◆ Quoted passage ◆
My personal pet peeves are:

  • Having to create an account before I even purchase anything or add to a cart. I will go elsewhere.
  • They don’t realize that the US Virgin Islands uses the USPS.
  • Having to contact the business to see if they ship here.
  • Shipping being calculated as a foreign or international destination.
  • I have to call you in order to purchase.  Guess what! I’m not going to call you.

Comments from members:

“I want to be able to find what I’m looking for quickly from the home page. I don’t want any song and dance about the wonderful company or cute names to decipher. I want a clear taxonomy of the products on offer so I can get right to evaluating the product.

I want complete information about whatever it is, and exactly what I want to know may not be the same as what someone else wants to know. I want to know how big it is, what it weighs, is it a legacy product or brand new, what it’s compatible with. What chipset does it use, how much power does it draw. Feel free to make this a second “full specifications” page or popup, but make sure it’s there.

And don’t ever make me guess how much it costs. If I want to become a dealer, getting wholesale prices can wait, and maybe I want to join an affiliate program or maybe not. In the meantime, tell me what it costs to get one in my hands.

I don’t want a bunch of crap about the vendor on the home page, but I do want to know who I’m dealing with. It shouldn’t be hard to learn where the business is, how long they’ve been around, and what business they’re in. If the site is about breath mints, I want to know if the company behind it is mostly in candy or mostly in health care products or just somebody that had a good recipe from grandma and is now selling it for the first time out of their home.

If there’s an interesting story to the business or the proprietor(s), I probably want to hear it. I don’t want it in my face, but I may be starting a relationship with this enterprise, and being able to “personalize” it in my mind is important.

◆ Task prompt ◆
Please reproduce the section of the online shopping complaints starting with "My personal pet" and going on through "they ship here.".

(Photo-based point labeling records)
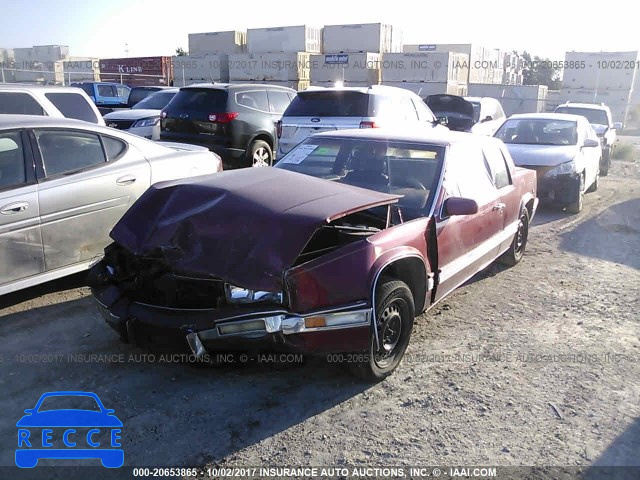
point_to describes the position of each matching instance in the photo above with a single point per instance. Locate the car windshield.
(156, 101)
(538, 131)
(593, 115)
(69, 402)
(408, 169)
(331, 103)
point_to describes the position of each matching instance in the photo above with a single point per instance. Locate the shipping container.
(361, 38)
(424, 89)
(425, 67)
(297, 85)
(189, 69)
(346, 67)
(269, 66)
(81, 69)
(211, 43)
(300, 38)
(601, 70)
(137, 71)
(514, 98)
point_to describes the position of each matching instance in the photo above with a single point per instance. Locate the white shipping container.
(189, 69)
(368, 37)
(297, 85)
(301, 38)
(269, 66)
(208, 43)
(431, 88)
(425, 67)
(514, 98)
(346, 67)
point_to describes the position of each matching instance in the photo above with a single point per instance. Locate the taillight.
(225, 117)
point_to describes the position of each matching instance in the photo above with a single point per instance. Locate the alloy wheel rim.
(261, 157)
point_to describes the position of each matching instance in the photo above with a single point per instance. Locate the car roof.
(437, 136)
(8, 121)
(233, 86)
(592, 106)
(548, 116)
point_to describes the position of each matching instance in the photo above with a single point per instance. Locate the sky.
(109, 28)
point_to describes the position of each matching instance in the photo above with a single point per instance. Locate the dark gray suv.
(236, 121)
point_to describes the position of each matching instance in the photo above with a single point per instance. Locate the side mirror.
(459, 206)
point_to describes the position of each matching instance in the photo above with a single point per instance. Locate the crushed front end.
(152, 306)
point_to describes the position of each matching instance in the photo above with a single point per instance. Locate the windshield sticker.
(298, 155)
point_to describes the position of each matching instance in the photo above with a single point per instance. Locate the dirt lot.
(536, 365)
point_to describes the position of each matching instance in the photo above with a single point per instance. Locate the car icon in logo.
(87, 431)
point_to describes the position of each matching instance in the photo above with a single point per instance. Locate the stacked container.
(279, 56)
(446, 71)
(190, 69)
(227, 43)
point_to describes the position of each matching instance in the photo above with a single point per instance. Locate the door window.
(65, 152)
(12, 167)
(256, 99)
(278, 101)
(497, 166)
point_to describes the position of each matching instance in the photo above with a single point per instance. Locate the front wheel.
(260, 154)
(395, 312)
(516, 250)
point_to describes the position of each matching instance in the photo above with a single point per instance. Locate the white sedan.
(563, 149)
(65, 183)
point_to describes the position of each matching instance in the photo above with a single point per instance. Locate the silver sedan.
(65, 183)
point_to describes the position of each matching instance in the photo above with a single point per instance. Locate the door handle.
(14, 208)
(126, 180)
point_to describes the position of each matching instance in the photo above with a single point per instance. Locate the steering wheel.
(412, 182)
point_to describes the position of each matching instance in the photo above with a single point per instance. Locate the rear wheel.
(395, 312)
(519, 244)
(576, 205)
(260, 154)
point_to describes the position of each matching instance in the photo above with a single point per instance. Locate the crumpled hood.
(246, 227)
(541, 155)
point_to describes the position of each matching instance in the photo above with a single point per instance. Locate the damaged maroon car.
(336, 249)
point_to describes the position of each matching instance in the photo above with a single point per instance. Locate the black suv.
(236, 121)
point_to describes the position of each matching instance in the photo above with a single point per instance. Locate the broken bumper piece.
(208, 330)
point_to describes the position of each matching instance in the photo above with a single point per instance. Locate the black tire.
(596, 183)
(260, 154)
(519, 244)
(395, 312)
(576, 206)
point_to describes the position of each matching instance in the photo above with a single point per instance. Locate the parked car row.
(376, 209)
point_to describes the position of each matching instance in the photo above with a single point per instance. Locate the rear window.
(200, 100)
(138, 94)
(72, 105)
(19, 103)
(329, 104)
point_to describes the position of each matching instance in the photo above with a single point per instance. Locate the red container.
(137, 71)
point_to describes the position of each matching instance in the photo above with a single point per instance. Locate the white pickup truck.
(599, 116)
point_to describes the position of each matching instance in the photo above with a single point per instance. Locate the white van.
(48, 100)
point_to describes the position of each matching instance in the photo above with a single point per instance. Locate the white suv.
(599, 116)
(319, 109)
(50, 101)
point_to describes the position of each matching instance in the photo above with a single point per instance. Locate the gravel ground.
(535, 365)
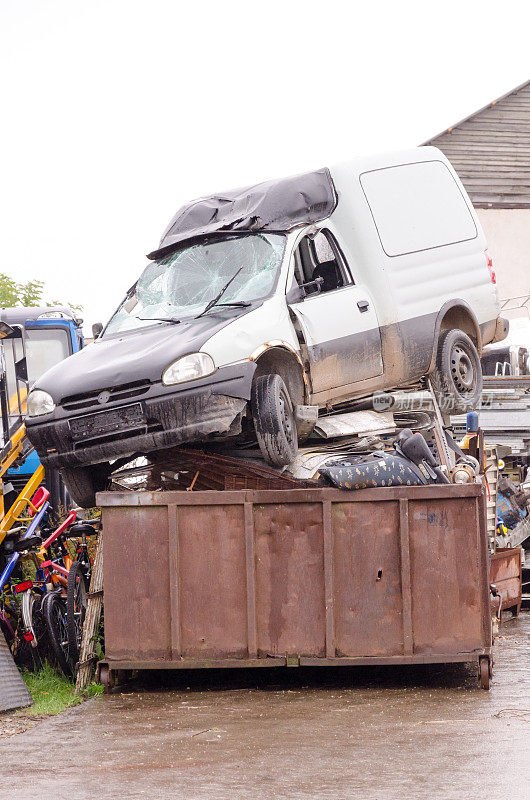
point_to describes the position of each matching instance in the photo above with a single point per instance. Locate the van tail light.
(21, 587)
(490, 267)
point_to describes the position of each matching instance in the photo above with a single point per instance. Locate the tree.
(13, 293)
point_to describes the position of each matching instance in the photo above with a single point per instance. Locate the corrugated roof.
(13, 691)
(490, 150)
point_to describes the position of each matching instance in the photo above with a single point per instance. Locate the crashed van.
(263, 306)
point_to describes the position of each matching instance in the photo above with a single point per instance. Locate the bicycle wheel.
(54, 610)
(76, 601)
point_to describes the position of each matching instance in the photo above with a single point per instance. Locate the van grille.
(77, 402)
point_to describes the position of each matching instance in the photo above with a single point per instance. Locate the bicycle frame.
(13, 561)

◆ Completed task ◆
My personal pet peeves are:

  • Having to create an account before I even purchase anything or add to a cart. I will go elsewhere.
  • They don’t realize that the US Virgin Islands uses the USPS.
  • Having to contact the business to see if they ship here.